--- DATA TO USE Enclosed Below ---
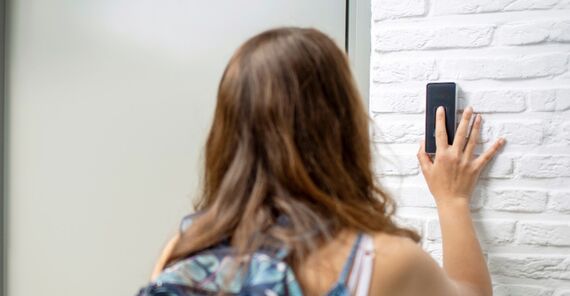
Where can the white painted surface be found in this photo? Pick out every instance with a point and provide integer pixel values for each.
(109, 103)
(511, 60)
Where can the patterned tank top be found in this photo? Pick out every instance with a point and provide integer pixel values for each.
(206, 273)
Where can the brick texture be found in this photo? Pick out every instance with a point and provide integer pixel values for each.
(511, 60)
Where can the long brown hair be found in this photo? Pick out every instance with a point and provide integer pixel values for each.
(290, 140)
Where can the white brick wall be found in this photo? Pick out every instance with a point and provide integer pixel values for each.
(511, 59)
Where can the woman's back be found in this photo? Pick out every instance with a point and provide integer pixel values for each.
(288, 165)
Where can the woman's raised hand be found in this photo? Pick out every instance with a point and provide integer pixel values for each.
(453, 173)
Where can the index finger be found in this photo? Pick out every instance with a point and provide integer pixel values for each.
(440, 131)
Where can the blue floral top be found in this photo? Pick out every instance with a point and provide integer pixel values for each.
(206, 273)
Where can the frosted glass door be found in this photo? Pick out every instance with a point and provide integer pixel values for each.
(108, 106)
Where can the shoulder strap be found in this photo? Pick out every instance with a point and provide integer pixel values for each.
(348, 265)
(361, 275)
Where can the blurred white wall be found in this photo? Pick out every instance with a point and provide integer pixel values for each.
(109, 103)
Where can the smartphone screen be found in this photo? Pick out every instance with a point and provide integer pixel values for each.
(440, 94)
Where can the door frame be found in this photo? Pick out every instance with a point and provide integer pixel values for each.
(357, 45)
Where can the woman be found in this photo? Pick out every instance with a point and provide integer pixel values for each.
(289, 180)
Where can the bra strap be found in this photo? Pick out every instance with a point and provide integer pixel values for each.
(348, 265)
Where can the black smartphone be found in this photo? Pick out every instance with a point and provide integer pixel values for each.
--- End of Enclosed DATA TO USE ---
* [WORK TO BE COMPLETED]: An exact retyping of the entries, without images, is the required answer.

* [EXERCISE RESPONSE]:
Where can the white painted surface be found in this photo? Pick out every instance with a point and provide integer pixel values for each.
(109, 103)
(511, 60)
Where can the patterned tank top be found in this photo? Pick out every instance with a point and provide integer pixel values for each.
(206, 273)
Where can the brick texture be found in this photo? Pick out every instance with a point and provide integer pixel values for each.
(511, 60)
Where can the long brown hair be found in this photo? Pick out every instance with a point and provide integer pixel values for each.
(290, 140)
Where can the white brick wall be found in this photo? Pick out every instance with a point and provide integer pixel values for each.
(511, 59)
Where can the woman's back be found in this photo? Pick out every instance with a point and provide integer pixel values for each.
(288, 165)
Where can the woman's raised hand be found in this photo? Pick out every instance with a point and provide integer pixel values for each.
(453, 173)
Where can the index finger be found in this photo? Pick out every instance with a point and provide integer pixel values for each.
(440, 131)
Where can the blue floral top be found in this photo? Pick out every instance with a point and provide integer pixel values for each.
(206, 273)
Where can the frosted glass door be found in this photo? Pick out every instance with a point and provide integer pixel values for each.
(108, 106)
Where can the shoulder strap be found in this photo? Pick out every instance with a point and provide integer pixel values for each.
(348, 265)
(361, 275)
Where can the blurred white wall be found in this photo? Pick out every instance with a point and provide integer pixel values for each.
(109, 103)
Where can the smartphone screen be found in this photo? Pick out every instance with a point and provide integer pixel values for each.
(440, 94)
Where can the door frame be found in this photo? Pick out every instance with a point and provide integer pixel values for each.
(357, 45)
Where can the woman be found in this photo? Pick out every instance with a point and provide integer pixel values for each.
(289, 180)
Where can the bra strap be found in this photo? Pick out every instance with a point and provide integer pixel values for each.
(348, 265)
Where can the black smartphone be found in this photo? Pick out every instance with a point and provide integer pixel values for each.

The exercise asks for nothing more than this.